◆ **Assigned task**
Which lines run from the line containing "109), (205, 135)]]" through the end of the records below? Reproduce them exactly, and nothing else.
━━━━━━━━━━
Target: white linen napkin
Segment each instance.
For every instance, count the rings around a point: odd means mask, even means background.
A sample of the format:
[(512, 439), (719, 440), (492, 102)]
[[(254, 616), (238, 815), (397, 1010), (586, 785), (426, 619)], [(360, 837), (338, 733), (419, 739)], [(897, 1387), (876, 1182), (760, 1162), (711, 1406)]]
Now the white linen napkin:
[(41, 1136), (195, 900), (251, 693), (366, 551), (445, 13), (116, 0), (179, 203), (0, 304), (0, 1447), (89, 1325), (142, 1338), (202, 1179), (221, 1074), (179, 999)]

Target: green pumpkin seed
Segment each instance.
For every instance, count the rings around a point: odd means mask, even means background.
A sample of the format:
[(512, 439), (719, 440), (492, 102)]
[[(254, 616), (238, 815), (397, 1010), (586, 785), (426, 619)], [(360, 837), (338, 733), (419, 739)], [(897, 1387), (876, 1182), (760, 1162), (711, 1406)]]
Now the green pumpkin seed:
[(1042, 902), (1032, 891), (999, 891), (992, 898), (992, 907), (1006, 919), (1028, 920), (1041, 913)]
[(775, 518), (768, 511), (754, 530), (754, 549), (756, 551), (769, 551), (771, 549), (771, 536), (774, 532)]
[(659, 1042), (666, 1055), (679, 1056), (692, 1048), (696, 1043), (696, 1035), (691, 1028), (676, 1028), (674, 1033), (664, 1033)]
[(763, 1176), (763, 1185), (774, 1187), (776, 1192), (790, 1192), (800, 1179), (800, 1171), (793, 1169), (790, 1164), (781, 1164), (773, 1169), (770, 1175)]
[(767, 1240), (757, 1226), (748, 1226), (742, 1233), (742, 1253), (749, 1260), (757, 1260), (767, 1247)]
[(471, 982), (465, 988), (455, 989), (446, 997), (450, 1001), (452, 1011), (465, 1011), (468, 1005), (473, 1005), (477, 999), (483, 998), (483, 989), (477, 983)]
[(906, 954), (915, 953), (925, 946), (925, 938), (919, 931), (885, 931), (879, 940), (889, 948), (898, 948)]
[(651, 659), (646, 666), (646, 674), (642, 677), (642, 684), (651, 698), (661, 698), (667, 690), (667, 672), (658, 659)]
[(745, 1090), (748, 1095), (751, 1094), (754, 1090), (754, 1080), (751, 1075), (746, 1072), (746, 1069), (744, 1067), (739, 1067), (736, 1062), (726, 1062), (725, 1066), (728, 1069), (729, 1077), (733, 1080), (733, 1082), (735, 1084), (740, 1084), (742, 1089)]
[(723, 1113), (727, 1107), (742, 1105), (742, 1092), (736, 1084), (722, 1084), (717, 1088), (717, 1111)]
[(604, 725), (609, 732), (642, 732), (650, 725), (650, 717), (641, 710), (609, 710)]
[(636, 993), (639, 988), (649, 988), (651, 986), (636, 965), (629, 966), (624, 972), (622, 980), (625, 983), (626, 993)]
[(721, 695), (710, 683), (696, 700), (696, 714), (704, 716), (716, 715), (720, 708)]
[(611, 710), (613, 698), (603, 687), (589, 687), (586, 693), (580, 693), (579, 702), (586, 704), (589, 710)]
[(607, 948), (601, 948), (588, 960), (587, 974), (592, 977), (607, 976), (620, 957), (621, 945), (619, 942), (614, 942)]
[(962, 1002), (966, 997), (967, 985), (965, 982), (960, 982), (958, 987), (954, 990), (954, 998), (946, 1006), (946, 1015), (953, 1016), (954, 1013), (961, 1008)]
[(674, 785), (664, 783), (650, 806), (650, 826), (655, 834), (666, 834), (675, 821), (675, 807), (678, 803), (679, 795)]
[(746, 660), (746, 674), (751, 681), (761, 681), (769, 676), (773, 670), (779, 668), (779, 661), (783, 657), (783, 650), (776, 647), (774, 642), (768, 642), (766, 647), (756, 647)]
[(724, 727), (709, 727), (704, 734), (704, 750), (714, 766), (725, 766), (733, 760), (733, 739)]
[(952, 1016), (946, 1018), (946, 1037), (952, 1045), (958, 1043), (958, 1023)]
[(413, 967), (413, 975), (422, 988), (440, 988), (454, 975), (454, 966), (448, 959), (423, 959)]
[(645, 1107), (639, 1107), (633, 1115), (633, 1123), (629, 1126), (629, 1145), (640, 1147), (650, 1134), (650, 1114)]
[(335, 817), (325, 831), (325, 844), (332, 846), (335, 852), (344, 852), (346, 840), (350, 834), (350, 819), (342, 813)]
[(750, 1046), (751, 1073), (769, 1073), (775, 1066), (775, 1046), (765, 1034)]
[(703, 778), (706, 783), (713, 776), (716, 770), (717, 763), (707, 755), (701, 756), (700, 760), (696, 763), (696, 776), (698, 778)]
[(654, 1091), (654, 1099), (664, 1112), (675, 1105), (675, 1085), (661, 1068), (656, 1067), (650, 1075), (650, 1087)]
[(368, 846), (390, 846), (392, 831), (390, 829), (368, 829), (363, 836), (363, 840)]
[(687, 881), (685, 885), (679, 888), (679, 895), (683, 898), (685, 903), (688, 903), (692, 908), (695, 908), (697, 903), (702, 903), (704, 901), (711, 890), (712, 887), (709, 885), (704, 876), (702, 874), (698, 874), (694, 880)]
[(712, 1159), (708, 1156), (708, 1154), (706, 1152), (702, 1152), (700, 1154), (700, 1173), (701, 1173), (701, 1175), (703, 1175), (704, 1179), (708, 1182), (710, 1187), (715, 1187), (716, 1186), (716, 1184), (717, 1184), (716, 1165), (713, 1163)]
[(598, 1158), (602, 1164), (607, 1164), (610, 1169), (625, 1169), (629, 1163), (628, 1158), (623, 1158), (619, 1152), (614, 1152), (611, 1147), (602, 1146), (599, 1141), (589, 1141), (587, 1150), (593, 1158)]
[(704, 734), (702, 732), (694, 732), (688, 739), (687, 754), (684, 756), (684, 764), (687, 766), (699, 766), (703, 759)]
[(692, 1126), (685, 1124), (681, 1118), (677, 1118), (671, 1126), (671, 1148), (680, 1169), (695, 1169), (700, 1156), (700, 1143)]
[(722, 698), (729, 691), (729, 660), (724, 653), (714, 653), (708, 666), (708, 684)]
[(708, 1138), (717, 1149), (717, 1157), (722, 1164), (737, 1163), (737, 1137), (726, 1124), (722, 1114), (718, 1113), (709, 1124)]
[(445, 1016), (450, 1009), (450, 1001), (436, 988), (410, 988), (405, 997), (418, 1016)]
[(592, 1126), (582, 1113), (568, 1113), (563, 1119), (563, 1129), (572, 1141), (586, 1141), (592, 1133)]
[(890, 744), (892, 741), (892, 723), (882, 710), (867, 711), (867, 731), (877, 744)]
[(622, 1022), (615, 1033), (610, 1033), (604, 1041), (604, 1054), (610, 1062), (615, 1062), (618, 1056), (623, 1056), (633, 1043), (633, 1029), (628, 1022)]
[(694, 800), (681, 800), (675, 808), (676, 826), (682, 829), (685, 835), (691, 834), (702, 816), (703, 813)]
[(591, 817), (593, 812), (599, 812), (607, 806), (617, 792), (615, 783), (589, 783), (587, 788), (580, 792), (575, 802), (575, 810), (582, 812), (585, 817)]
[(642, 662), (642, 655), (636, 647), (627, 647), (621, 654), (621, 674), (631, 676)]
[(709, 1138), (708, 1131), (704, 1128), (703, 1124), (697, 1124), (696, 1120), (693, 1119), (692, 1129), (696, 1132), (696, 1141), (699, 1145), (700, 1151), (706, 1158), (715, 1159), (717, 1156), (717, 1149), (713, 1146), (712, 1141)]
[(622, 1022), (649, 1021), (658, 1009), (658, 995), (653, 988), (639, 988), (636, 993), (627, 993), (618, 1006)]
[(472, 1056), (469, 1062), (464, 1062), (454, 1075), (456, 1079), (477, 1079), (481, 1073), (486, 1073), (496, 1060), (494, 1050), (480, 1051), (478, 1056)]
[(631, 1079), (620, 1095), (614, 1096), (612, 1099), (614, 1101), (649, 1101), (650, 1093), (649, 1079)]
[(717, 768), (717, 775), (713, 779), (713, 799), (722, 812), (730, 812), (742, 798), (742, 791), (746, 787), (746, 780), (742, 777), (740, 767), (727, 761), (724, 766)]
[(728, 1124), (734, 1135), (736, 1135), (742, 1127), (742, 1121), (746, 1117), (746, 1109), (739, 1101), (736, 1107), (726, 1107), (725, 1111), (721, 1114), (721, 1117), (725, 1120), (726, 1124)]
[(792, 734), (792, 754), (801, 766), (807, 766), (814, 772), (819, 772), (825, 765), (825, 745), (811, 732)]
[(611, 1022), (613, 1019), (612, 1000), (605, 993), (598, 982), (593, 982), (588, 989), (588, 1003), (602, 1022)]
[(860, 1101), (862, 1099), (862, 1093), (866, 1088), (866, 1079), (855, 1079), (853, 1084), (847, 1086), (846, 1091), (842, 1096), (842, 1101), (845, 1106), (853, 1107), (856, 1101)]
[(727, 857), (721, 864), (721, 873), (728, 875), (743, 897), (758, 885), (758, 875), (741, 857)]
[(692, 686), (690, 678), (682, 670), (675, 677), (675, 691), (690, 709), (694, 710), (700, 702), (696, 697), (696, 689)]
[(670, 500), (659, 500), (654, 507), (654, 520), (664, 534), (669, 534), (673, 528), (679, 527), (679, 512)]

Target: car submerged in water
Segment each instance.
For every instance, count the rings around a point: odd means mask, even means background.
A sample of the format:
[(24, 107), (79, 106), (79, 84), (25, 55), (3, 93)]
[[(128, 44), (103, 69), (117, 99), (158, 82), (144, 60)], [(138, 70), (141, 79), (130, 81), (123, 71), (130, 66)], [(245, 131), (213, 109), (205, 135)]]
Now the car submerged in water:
━━━━━━━━━━
◆ **Expected output**
[[(128, 44), (103, 69), (117, 99), (158, 82), (144, 60)], [(138, 70), (141, 79), (130, 81), (123, 71), (130, 66)], [(245, 131), (213, 109), (205, 135)]]
Now the car submerged in water:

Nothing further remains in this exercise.